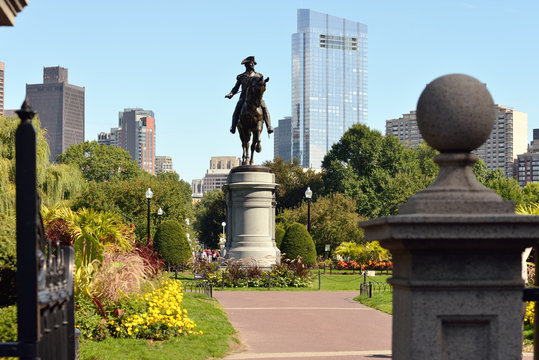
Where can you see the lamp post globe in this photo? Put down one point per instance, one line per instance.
(149, 195)
(308, 196)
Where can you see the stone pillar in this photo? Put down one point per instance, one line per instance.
(456, 245)
(250, 203)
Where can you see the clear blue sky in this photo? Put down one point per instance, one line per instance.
(179, 59)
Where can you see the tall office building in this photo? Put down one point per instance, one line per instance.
(138, 136)
(507, 139)
(405, 129)
(163, 164)
(216, 175)
(282, 146)
(60, 106)
(2, 78)
(329, 83)
(113, 138)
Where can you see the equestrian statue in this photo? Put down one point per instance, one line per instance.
(251, 112)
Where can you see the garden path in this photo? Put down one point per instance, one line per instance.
(306, 325)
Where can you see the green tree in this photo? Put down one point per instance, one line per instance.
(333, 220)
(171, 243)
(365, 164)
(293, 181)
(55, 182)
(507, 188)
(100, 162)
(530, 193)
(210, 213)
(298, 242)
(127, 198)
(279, 235)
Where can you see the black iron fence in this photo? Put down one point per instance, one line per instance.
(45, 296)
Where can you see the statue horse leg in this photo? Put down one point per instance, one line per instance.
(245, 138)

_OBJECTIVE_: Format all of the records above as a numbered list, skipping any blank lines and leaving out the pictures.

_WRITTEN SOLUTION_:
1. Where can you see the lamp post globe in this photo? Put down one point per instance, one line per instance.
2. (149, 195)
3. (308, 196)
4. Where can you see the stone pillar in this photo? Put down one point per instance, one line per instance.
5. (456, 245)
6. (250, 203)
7. Where can you see the clear blue sky in this photo? Put down one point per instance, one line per instance.
8. (179, 59)
9. Where can you see the tall office building in this photo? Put down one point per instance, one line per instance.
10. (138, 136)
11. (507, 139)
12. (405, 129)
13. (163, 164)
14. (216, 175)
15. (282, 146)
16. (60, 106)
17. (2, 78)
18. (329, 83)
19. (113, 138)
20. Where can you see the equestrian statue in this photo? Put down one point per instance, one line per instance.
21. (251, 112)
22. Where can you see the garden path in this photo? Put down one point per instance, one line per instance.
23. (306, 325)
24. Where can you see the green tree in this photo? Put down one point per instance, one line per instance.
25. (333, 220)
26. (171, 243)
27. (365, 164)
28. (293, 181)
29. (55, 182)
30. (507, 188)
31. (100, 162)
32. (530, 193)
33. (210, 213)
34. (298, 242)
35. (127, 198)
36. (279, 235)
37. Where can you see the black iron fence in this photo? Put down one point per instance, one line per instance.
38. (45, 296)
39. Where can you see the statue horse leg in this photo? Put down one point per instance, one line per instance.
40. (245, 138)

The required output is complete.